**ACTIVITY LIST**
a. In the time-travel discussion, what did the Guide's editors copy information from to meet a publishing deadline?
b. Rewrite the time-travel discussion starting at "For full chaos, send" and stopping after "it’s overall close.", swapping "Wikipedia" for "an encyclopedia".

**SELECTED EXTRACT**
Lallafa never got around to writing the poems, of course, which was a problem, but an easily solved one. The manufacturers of correcting fluid simply packed him off for a week somewhere with a copy of a later edition of his book and stacks of dried habra leaves to copy them out onto, making the odd deliberate mistake and correction on the way.
also
[The Guide's] editors, having to meet a publishing deadline, copied [some] information off the back of a packet of breakfast cereal, hastily embroidering it with a few footnotes in order to avoid prosecution under the incomprehensibly torturous Galactic Copyright Laws. It's interesting to note that a later and wilier editor sent the book backwards in time, through a temporal warp, and then successfully sued the breakfast cereal company for infringement of the very same laws.
I can’t help but feel Douglas was poking fun at himself, considering how his editors had to lock him in a room to finish So Long, And Thanks For All The Fish.
For full chaos, send back a history book and watch people try to change it, for better or for worse.
Calm down Satan, we wanna do a little trolling, not create a butterfly nuke.
Send Wikipedia. Oooooooh that’d do it. And it’s probably about as close to objective as can be hoped, I know it actually isn’t, nothing can be, but it’s overall close.
I love that the body text is exactly what I thought when I saw the title before opening the post fully 🤣
call it parry hotter
Reminds me of one of my favorite time travel movies, The History of Time Travel
Such a great time-travel movie. One of my favorites too!
I’ve thought before that if i were to be dropped back maybe 200 years ago i could maybe do okay for myself by passing off existing stories as mine. You’d have to change some details here and there, but you could absolutely write the terminator as a book and pretend it was your idea, for example. And people would never have read anything like it.
I don’t think you’d become rich and famous, because success is as much about time and place as it is ideas and talent. But I’m sure you’d be able to get them published and thus sell well enough to pay your bills on ideas alone.
Not true for something like Tolkien. Those need to be his words for the books to work. But Alien? Psycho? The thing? The day the Earth stood still? Forbidden planet? Arrival? You could sell those on ideas alone.
idk; when you talk to writers they complain about ideas being cheap and written works hard. I think for many concepts, there were poorly done versions well before something made literary history?
For those that want to know the science of this, just watch one of the Stephen Hawkin's shows. In short, matter can't be created nor destroyed, but the moment you go back in time you have added matter to this timeline, thus creating matter out of nothing since the particles that make you up are already in that timeline, even if in another form.
It would only be funny if the day before release you were to mail a copy of this book to the author with a note that said "this has been my favorite book since 1981".
Regarding She-who-must-not-be-named, somebody already kinda tried it, it didn't work because the fomrer was already in possession of large sums of money by that time (and the challenge was kind of spurious anyway) and then everyone forgot about it.
Think of model collapse when you feed LLM output as input into LLMs.
You're just going to make a shittier reality.

**PROVIDED MATERIAL**

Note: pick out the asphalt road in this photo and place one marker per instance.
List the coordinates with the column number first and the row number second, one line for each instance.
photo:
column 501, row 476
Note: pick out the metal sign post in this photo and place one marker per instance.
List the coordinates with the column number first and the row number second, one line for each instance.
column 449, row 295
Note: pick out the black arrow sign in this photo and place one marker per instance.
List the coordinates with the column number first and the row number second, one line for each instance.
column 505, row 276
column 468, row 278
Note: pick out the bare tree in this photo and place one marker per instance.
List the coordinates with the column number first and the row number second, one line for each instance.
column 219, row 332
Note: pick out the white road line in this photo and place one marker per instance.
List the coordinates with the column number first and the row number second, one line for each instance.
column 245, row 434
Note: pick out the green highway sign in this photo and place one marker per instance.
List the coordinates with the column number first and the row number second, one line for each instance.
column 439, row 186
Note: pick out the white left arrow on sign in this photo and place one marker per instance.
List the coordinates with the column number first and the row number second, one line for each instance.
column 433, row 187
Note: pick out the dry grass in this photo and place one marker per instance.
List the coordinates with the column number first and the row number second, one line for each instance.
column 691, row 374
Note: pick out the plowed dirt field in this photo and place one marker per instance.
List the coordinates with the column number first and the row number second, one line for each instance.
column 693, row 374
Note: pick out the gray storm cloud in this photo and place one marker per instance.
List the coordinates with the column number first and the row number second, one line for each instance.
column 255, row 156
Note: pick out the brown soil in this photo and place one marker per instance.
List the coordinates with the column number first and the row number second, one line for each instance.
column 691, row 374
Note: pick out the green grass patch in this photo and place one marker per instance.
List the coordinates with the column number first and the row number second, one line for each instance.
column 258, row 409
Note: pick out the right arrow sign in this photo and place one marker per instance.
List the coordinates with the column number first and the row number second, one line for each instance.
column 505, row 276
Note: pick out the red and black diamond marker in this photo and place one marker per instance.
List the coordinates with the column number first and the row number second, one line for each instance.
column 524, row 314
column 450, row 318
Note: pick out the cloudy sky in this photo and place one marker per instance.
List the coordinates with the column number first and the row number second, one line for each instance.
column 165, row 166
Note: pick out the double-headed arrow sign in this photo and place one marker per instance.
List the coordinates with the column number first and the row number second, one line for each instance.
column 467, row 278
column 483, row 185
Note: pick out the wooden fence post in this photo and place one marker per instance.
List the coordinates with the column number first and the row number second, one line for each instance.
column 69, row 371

**WRITTEN ANSWERS**
a. The back of a packet of breakfast cereal.

b.
For full chaos, send back a history book and watch people try to change it, for better or for worse.
Calm down Satan, we wanna do a little trolling, not create a butterfly nuke.
Send an encyclopedia. Oooooooh that’d do it. And it’s probably about as close to objective as can be hoped, I know it actually isn’t, nothing can be, but it’s overall close.